# [Text passage]

Why Can’t Somebody Just Die Around Here? (Part 1)

Rarely do we have the opportunity to hear of the hardships, disappointments, separations and atrocities of World War II from the perspective of a European family that experienced all of these and more. Gerhard Maroscher, the youngest brother in his family of four, gives us personal accounts from his and his family’s life before, during and after the war. His book, Why Can’t Somebody Just Die Around Here?, takes us to Romania and Germany, through the trying days of separation, to life in a prisoner of war camp, to the treacherous days of escape, to reunion after the war and finally to freedom in America. I will give you highlights in this short blog and encourage you to get a copy for your library. It is easily found online. This book should help us all appreciate how precious our freedoms are.

The book’s title sums up the frustrations of the lives which just came through the conflicts of war and were experiencing its ravages. 1947 found this family as refugees in Ohrenbach, Germany with very little of the necessities of life. Food was scarce and hunger was a daily concern. Gerhard remarks, “Refugees like my family…never had enough to eat.”

Their father had studied at a Lutheran university before the war and was asked to officiate at funerals. Local farmers provided food for those attending the funerals, and Gerhard’s Dad would be compensated with “a substantial carry-out-order. This was the only time we had enough to eat…,” he remembers. Gerhard’s brother, Gunther, asked this poignant question of their Mom during an especially hard time of hunger. If someone would just die, they could eat.

The Maroscher’s story begins in Mettersdorf, Romania. This is a rural farming community in the Transylvania region of Romania. Originally a city girl, mom managed the household, managed the farm and raised the kids. Father Gustav had a prestigious teaching job and was paid very well. Life was good and the Maroschers looked forward to a life of peace and raising their children on the farm.

That dream would rapidly fade because the war clouds were already gathering. Hitler’s Nazis had invaded Poland in 1939 and, as the result of an agreement between Stalin and Hitler, Russia invaded from the east and consequently massacred 22,000 educated Polish people, including the Polish Army Officer Corps, as well as many polish leaders in the Katyn Forest Massacre.

Gustav had been conscripted into the Romanian Army in 1937. His teaching career was interrupted from time to time because of military duties, and in 1940 he was promoted to 2nd Lieutenant in an infantry unit in the reserves. Politics rendered Transylvania part of Hungary, so dad would now be in the Hungarian Army, as an ally with Germany. Later complications placed him in the German Army toward the war’s end.

Gustav’s unit began training for combat against the Russians in 1944. Gerhard remarks, “The youthful hope for peace and a happy family life was shattered, and replaced with hunger, danger, fear, worry, separation and many other hardships.”

# [Directions]
Copy word for word the part of the text on the Maroscher family's wartime story that opens with the words containing "Rarely do we" and closes with "our freedoms are.".

# [Available data]
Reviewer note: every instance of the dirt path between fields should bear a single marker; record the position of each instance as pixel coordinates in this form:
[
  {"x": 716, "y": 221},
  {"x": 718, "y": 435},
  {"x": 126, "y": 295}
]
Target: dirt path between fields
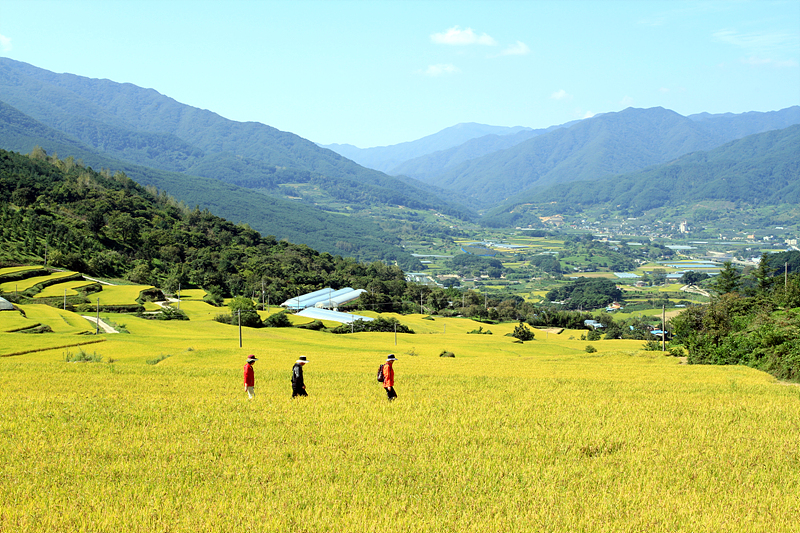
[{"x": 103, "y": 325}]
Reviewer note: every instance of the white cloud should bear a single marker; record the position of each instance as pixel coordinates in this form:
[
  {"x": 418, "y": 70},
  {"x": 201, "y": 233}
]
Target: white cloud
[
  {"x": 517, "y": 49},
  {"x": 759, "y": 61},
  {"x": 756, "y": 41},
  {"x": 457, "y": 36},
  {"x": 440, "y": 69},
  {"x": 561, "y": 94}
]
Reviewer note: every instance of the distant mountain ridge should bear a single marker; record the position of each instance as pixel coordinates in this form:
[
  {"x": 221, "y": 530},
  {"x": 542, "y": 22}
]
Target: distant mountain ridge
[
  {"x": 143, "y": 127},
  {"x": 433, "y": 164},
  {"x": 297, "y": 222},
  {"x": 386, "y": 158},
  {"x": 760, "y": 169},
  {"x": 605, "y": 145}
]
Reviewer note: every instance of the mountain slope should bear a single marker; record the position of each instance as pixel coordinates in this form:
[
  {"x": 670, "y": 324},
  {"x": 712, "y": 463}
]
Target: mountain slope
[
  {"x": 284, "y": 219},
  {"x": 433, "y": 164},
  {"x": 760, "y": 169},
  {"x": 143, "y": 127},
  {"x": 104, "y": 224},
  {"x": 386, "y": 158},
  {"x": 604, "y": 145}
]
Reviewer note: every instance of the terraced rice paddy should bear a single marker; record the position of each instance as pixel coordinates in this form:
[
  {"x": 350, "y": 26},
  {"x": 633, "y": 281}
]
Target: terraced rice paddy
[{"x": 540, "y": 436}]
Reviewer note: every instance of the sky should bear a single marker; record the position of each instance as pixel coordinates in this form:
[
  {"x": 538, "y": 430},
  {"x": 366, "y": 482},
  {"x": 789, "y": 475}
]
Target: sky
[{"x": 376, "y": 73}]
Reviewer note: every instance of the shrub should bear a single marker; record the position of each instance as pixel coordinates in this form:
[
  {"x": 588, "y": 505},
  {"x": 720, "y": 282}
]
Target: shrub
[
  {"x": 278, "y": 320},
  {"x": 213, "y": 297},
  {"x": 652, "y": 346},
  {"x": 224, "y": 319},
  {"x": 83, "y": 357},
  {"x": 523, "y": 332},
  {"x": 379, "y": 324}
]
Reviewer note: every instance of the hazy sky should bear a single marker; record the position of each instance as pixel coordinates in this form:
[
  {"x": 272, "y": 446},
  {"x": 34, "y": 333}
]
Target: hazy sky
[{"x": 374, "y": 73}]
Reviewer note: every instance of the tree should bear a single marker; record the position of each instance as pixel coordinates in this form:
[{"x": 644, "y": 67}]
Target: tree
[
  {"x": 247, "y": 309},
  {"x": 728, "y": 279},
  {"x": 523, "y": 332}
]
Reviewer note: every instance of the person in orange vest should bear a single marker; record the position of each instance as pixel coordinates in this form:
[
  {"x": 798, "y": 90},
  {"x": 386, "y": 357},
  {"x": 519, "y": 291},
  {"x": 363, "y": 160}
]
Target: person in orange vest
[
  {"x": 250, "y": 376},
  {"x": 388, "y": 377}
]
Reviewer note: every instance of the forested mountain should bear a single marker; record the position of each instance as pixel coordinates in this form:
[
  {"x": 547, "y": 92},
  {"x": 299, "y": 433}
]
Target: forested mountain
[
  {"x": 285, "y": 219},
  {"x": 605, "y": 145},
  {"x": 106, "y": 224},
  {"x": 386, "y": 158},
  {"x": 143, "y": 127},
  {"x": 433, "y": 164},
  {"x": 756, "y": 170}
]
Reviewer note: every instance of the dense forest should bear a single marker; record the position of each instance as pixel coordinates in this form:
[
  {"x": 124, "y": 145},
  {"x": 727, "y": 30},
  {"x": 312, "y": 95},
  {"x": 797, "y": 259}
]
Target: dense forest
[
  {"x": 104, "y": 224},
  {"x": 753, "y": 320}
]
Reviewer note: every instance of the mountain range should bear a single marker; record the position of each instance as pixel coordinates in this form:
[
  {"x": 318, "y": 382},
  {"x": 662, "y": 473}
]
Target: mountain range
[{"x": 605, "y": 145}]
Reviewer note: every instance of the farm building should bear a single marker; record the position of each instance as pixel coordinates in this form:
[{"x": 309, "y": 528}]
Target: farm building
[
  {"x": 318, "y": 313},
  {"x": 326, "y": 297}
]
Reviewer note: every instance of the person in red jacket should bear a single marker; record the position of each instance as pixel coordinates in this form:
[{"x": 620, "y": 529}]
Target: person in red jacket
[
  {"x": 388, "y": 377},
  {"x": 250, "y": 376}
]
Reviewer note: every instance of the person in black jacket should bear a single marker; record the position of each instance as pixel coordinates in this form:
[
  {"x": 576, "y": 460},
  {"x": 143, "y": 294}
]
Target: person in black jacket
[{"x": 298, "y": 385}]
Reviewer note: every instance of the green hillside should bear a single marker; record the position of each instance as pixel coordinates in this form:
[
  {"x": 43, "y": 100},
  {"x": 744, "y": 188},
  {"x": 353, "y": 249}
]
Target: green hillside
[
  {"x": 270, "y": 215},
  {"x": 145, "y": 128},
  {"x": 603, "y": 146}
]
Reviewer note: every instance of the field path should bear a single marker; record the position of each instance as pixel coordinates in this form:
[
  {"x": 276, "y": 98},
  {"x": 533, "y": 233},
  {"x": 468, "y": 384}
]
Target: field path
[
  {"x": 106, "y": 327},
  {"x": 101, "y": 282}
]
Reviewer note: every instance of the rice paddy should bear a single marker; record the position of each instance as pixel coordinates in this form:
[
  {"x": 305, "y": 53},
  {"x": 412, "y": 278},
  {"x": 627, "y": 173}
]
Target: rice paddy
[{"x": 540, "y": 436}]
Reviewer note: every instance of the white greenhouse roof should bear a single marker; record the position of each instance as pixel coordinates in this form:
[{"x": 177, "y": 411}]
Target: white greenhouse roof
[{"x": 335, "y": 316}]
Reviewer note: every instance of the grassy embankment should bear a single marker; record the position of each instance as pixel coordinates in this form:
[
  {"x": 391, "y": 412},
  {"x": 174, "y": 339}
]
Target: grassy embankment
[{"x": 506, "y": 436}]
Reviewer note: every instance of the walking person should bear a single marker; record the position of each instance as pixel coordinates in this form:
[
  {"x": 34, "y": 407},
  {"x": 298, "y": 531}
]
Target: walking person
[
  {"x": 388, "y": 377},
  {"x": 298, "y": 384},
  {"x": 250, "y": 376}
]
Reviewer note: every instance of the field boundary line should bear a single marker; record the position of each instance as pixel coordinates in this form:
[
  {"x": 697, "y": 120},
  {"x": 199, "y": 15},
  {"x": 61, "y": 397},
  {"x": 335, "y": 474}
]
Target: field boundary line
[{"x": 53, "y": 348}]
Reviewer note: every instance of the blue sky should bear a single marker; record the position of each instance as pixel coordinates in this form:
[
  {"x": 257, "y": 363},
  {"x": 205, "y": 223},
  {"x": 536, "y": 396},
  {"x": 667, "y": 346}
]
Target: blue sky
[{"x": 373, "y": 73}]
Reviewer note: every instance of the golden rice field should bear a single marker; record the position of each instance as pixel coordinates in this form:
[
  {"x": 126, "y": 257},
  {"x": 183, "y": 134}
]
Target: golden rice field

--

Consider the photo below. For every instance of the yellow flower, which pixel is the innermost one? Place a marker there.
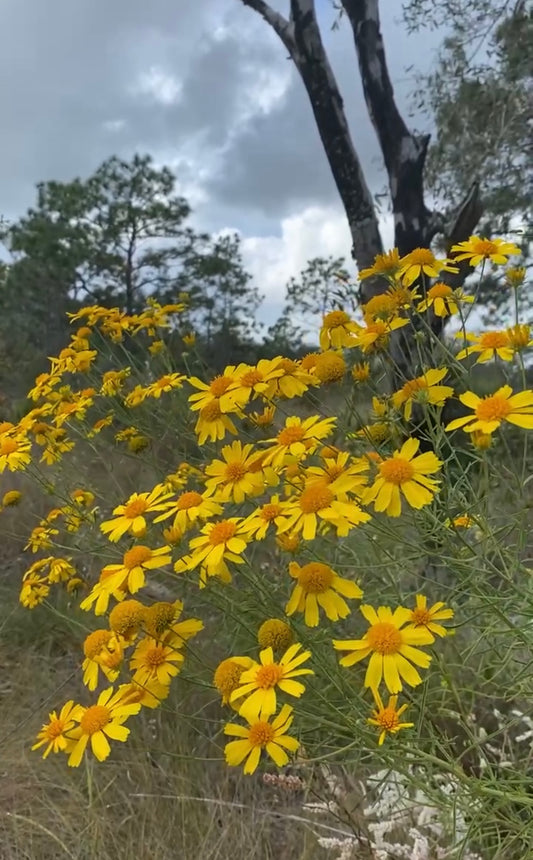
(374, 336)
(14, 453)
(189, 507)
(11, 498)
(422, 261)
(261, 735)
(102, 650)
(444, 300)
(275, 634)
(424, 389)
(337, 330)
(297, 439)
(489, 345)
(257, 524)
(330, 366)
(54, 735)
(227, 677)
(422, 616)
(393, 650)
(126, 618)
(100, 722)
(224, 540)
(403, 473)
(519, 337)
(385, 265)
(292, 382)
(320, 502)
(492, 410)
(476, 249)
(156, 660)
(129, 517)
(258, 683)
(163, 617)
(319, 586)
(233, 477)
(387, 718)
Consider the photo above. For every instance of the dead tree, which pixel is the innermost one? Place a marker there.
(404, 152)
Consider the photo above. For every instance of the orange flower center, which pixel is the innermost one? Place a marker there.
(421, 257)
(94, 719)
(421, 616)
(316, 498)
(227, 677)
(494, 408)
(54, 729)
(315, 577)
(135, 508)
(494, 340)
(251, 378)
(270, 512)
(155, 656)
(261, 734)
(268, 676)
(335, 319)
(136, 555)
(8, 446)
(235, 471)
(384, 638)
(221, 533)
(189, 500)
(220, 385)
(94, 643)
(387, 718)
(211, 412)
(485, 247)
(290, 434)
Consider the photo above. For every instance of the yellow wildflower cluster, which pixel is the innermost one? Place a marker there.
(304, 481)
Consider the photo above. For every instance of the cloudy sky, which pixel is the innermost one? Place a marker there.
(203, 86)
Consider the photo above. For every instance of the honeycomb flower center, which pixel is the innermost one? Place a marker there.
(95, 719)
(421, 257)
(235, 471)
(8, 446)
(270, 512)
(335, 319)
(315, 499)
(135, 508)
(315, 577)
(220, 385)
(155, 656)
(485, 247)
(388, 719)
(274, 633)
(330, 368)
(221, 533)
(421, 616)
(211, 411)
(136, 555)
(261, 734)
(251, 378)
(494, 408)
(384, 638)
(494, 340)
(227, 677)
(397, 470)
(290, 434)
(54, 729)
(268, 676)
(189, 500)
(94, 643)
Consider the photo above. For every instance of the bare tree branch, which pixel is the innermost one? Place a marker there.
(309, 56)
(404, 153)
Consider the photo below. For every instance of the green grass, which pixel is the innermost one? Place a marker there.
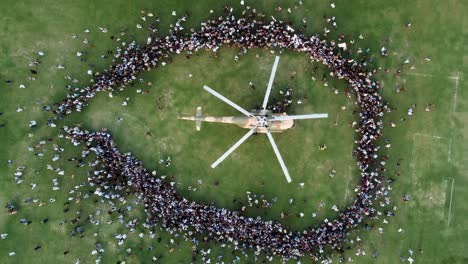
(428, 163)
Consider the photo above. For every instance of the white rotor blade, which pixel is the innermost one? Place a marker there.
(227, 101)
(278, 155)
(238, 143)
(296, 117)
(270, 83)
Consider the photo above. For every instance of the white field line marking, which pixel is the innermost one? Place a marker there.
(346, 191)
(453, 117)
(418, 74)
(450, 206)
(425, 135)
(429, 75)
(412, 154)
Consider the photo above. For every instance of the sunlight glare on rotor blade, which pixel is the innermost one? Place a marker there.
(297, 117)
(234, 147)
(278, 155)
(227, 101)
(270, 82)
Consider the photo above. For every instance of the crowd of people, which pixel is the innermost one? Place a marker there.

# [Written reply]
Rarely do we have the opportunity to hear of the hardships, disappointments, separations and atrocities of World War II from the perspective of a European family that experienced all of these and more. Gerhard Maroscher, the youngest brother in his family of four, gives us personal accounts from his and his family’s life before, during and after the war. His book, Why Can’t Somebody Just Die Around Here?, takes us to Romania and Germany, through the trying days of separation, to life in a prisoner of war camp, to the treacherous days of escape, to reunion after the war and finally to freedom in America. I will give you highlights in this short blog and encourage you to get a copy for your library. It is easily found online. This book should help us all appreciate how precious our freedoms are.